# [Set task 1]
Report how many lines in the entries below contain the string "flower", treating case as significant. Give only the number.

# [Excerpt to read]
[start]

[BUG]: `num_features` for TemplateExpressionSpec doesn't work as written in API Ref #811

jc-umana-FI · 2025-01-20T06:34:35Z

What happened?

Heyo PySR team! The num_features parameter in TemplateExpressionSpec is described in the API Reference as taking a Python dictionary as input, but doesn't behave that way, yielding a TypeError as shown below:

The Code & The Error

Code yielding TypeError:

# Create data
X = np.random.randn(1000, 5)
y = np.sin(X[:, 0] + X[:, 3] + X[:, 4]) * X[:, 2]**2

# Define template: we want f(x1, x4, x5) + g(x3)
# We'll obtain independent expressions for f and g 
# where the respective variables of each are expressed
# as #1 for the first variable, #2 for the second, 
# and so on.
# While the output can be evaluated, it is NOT compatible with
# the exporting features for typesetting and modeling in other libraries.
# 
template_py = TemplateExpressionSpec(
    function_symbols=["f", "g"],
    combine="""((; f, g), (a, b, c, d, e)) -> let
    _f = f(a, d, e) 
    _g = g(c)
    _out = _f + _g
    end""",
    num_features={"f": 2, "g": 1},
)

model = PySRRegressor(
    expression_spec=template_py,
    binary_operators=["+", "*", "-", "/"],
    unary_operators=["sin"],
    model_selection="score",
    maxsize=25,
    tournament_selection_n=15,
    tournament_selection_p=0.9,
    niterations=50,
    populations=100,
    population_size=80,
    should_simplify=True,
    topn=10,
    # annealing=True,
    # alpha=2,
    #full_objective=jl.seval(objective),
)
model.fit(X, y)

ERROR:
JuliaError: TypeError: in typeassert, expected Symbol, got a value of type String

The Fix

This error is fixed if you rewrite the dictionary in Julia rather than Python, but I haven't managed to get it to pass a Python dict as described in the documentation. Here's the template with the single line change that allows the model to run:

template_jl = TemplateExpressionSpec(
    function_symbols=["f", "g"],
    combine="""((; f, g), (a, b, c, d, e)) -> let
    _f = f(a, d, e) 
    _g = g(c)
    _out = _f + _g
    end""",
    num_features=jl.seval("""Base.Dict(Symbol("f") => 3, Symbol("g") => 1)"""),
)

The ExpressionSpec feature is a great addition, but it has some drawbacks which are bypassed by using a custom objective instead, though not without writing a bit of Julia.

The expression output when using the templates is a tad confusing at first (outputting the numbers corresponding to variables in an expression, and restarting the numbering in the other expression) and it would be good to note that in the relevant section of the documentation.

Version

1.3.1

Operating System

Linux

Package Manager

pip

Interface

Jupyter Notebook

Relevant log output

JuliaError: TypeError: in typeassert, expected Symbol, got a value of type String
Stacktrace:
 [1] merge(a::@NamedTuple{}, itr::PyDict{Any, Any})
   @ Base ./namedtuple.jl:372
 [2] _pysr_create_template_structure(function_symbols::AbstractVector, combine::Function, num_features::Union{Nothing, AbstractDict})
   @ Main ./none:10
 [3] pyjlany_call(self::typeof(_pysr_create_template_structure), args_::Py, kwargs_::Py)

[end]

# [Set task 2]
Extend the bug report above about the num_features parameter of TemplateExpressionSpec, starting right after its last line.

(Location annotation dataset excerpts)
[start]

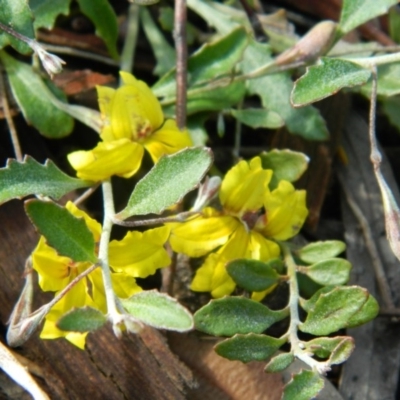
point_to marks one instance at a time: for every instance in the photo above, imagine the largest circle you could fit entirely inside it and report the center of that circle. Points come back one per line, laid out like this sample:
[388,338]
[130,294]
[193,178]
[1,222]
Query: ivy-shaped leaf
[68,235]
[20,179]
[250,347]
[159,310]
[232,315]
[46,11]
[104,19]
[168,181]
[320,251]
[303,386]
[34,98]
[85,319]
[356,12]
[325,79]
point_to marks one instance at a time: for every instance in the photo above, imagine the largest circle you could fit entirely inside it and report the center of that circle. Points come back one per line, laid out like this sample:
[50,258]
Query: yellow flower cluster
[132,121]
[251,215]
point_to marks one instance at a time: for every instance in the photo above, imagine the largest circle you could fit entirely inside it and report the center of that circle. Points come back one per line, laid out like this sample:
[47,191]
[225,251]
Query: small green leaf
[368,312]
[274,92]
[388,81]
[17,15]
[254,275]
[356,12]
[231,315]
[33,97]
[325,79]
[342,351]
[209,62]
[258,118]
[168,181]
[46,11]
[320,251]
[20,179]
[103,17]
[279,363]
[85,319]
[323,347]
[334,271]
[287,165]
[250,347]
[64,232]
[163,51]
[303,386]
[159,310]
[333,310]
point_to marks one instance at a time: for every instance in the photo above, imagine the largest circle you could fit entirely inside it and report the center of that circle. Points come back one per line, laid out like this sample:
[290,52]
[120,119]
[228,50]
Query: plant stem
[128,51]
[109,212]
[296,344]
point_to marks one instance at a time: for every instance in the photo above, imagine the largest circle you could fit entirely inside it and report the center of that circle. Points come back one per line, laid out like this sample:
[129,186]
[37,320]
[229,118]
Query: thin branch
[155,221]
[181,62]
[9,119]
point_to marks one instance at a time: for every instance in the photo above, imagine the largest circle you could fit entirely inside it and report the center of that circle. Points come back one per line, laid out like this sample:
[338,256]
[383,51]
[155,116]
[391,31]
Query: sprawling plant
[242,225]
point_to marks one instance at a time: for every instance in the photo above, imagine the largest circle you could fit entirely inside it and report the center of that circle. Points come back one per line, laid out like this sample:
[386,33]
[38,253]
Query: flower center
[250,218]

[end]
[start]

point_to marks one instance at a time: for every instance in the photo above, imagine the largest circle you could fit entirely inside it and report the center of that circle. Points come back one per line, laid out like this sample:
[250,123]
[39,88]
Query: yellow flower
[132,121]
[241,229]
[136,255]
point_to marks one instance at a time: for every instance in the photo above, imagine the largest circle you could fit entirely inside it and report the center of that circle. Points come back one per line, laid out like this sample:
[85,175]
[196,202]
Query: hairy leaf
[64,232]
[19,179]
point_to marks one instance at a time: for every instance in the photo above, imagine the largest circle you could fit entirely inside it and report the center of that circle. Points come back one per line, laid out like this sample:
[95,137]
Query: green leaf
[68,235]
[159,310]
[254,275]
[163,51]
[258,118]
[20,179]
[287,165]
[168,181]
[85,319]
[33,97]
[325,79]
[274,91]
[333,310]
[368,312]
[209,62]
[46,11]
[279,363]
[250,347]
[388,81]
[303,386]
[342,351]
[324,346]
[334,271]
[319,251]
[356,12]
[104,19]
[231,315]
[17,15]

[end]

# [Written response 1]
3

# [Written response 2]
   @ PythonCall.JlWrap ~/.julia/packages/PythonCall/Nr75f/src/JlWrap/any.jl:43
 [4] _pyjl_callmethod(f::Any, self_::Ptr{PythonCall.C.PyObject}, args_::Ptr{PythonCall.C.PyObject}, nargs::Int64)
   @ PythonCall.JlWrap ~/.julia/packages/PythonCall/Nr75f/src/JlWrap/base.jl:73
 [5] _pyjl_callmethod(o::Ptr{PythonCall.C.PyObject}, args::Ptr{PythonCall.C.PyObject})
   @ PythonCall.JlWrap.Cjl ~/.julia/packages/PythonCall/Nr75f/src/JlWrap/C.jl:63

Extra Info

No response

The text was updated successfully, but these errors were encountered:

MilesCranmer · 2025-01-20T07:18:42Z

Thanks for the report! Yes this looks like a bug.

I’m the meantime note that you don’t need to provide num_features; it gets inferred by Julia. Only if that inference fails is it needed.

jc-umana-FI · 2025-01-20T07:40:24Z

Thanks for the response!

I'm actually wondering if the inference does really even take. Between this method and using a custom objective, the hall of fame still returns expressions that don't meet the "variable necessity" constraints of the forms I try to impose.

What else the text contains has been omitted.